- [Exercise description]: Transcribe the listing below word for word.

- [Data provided]:

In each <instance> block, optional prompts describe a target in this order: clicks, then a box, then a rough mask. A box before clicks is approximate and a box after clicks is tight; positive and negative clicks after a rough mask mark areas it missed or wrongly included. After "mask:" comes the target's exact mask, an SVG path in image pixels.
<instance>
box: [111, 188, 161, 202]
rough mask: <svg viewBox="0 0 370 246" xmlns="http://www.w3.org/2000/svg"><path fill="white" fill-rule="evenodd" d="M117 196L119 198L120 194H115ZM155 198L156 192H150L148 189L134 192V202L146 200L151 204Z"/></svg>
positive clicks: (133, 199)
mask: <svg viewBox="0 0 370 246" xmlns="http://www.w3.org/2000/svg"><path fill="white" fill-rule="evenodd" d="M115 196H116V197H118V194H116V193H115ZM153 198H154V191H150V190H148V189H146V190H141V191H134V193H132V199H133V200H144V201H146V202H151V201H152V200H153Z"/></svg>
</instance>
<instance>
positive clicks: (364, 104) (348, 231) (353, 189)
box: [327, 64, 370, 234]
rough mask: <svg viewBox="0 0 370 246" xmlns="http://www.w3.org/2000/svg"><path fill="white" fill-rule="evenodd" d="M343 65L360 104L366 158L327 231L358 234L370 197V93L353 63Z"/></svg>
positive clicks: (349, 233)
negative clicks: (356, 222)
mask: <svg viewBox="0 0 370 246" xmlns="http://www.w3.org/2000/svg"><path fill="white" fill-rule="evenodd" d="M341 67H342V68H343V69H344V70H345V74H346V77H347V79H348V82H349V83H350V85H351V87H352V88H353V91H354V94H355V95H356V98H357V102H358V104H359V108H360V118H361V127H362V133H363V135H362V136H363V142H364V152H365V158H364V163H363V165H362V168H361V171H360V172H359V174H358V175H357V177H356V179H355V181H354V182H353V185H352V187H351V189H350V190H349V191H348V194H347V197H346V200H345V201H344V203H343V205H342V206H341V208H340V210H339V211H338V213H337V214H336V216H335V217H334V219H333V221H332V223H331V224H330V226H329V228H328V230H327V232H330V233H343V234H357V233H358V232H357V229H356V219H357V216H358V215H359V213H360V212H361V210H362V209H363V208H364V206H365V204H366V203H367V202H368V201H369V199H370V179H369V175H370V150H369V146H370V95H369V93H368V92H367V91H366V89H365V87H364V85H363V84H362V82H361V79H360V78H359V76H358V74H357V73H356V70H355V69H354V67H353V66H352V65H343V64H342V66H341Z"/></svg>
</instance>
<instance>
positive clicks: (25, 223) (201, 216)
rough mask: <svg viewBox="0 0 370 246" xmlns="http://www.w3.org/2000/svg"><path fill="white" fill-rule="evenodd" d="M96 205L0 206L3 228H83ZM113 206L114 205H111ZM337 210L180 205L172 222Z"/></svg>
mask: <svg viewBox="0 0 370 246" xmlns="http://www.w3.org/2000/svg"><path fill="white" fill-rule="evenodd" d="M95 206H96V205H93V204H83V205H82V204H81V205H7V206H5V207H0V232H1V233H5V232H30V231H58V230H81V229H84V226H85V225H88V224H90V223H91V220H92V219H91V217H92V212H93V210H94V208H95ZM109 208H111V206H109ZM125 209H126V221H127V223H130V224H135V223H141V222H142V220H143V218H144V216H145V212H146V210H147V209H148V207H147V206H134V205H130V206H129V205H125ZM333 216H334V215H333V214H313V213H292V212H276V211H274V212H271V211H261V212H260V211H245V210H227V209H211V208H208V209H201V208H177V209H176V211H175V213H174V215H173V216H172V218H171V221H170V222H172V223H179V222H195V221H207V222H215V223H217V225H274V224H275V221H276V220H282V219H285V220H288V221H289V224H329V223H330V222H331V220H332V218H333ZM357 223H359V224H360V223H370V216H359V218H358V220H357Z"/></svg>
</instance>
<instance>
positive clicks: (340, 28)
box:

- [Response to this exercise]:
In each <instance> block, optional prompts describe a target in this order: clicks, then a box, then a rough mask. A box before clicks is approximate and a box after clicks is tight; positive and negative clicks after a rough mask mark areas it missed or wrongly included. After "mask:" comes the target's exact mask, an SVG path in image pixels.
<instance>
box: [111, 188, 161, 202]
rough mask: <svg viewBox="0 0 370 246" xmlns="http://www.w3.org/2000/svg"><path fill="white" fill-rule="evenodd" d="M117 196L119 198L120 194H115ZM155 198L156 192H150L148 189L134 192V202L146 200L151 204Z"/></svg>
positive clicks: (133, 199)
mask: <svg viewBox="0 0 370 246" xmlns="http://www.w3.org/2000/svg"><path fill="white" fill-rule="evenodd" d="M115 196H116V197H118V194H116V193H115ZM153 198H154V191H150V190H148V189H146V190H141V191H134V193H132V199H133V200H144V201H146V202H151V201H152V200H153Z"/></svg>
</instance>
<instance>
positive clicks: (364, 104) (348, 231) (353, 189)
box: [327, 64, 370, 234]
rough mask: <svg viewBox="0 0 370 246" xmlns="http://www.w3.org/2000/svg"><path fill="white" fill-rule="evenodd" d="M343 65L360 104L366 158L327 231L358 234L370 197V93L353 63Z"/></svg>
positive clicks: (349, 233)
negative clicks: (356, 222)
mask: <svg viewBox="0 0 370 246" xmlns="http://www.w3.org/2000/svg"><path fill="white" fill-rule="evenodd" d="M341 67H342V68H343V69H344V70H345V74H346V77H347V79H348V82H349V83H350V85H351V87H352V88H353V91H354V94H355V95H356V98H357V102H358V104H359V108H360V118H361V127H362V133H363V135H362V136H363V142H364V152H365V158H364V163H363V165H362V168H361V171H360V172H359V174H358V175H357V177H356V179H355V181H354V182H353V185H352V187H351V189H350V190H349V191H348V194H347V197H346V200H345V201H344V203H343V205H342V206H341V208H340V210H339V211H338V213H337V214H336V216H335V217H334V219H333V221H332V223H331V224H330V226H329V228H328V230H327V232H330V233H343V234H357V233H358V232H357V229H356V219H357V216H358V215H359V213H360V212H361V210H362V209H363V208H364V206H365V204H366V203H367V202H368V201H369V199H370V179H369V175H370V150H369V146H370V95H369V93H368V92H367V91H366V89H365V87H364V85H363V84H362V82H361V79H360V78H359V76H358V74H357V73H356V70H355V69H354V67H353V66H352V65H343V64H342V66H341Z"/></svg>
</instance>
<instance>
positive clicks: (25, 223) (201, 216)
rough mask: <svg viewBox="0 0 370 246" xmlns="http://www.w3.org/2000/svg"><path fill="white" fill-rule="evenodd" d="M96 205L0 206L3 228H83ZM113 206L114 205H111ZM337 210L180 205L172 222Z"/></svg>
mask: <svg viewBox="0 0 370 246" xmlns="http://www.w3.org/2000/svg"><path fill="white" fill-rule="evenodd" d="M95 206H96V205H93V204H83V205H82V204H81V205H7V206H5V207H0V232H1V233H5V232H30V231H58V230H81V229H84V226H85V225H88V224H90V223H91V220H92V219H91V217H92V212H93V210H94V208H95ZM109 208H111V206H109ZM125 209H126V221H127V223H130V224H135V223H141V222H142V220H143V218H144V216H145V212H146V210H147V209H148V207H147V206H134V205H130V206H129V205H125ZM333 216H334V215H333V214H313V213H292V212H276V211H274V212H271V211H261V212H260V211H245V210H227V209H211V208H208V209H201V208H177V209H176V211H175V213H174V215H173V216H172V218H171V221H170V222H172V223H179V222H195V221H207V222H215V223H217V225H274V224H275V221H276V220H282V219H285V220H288V221H289V224H329V223H330V222H331V220H332V218H333ZM357 223H359V224H360V223H370V216H359V218H358V220H357Z"/></svg>
</instance>
<instance>
positive clicks: (340, 28)
box:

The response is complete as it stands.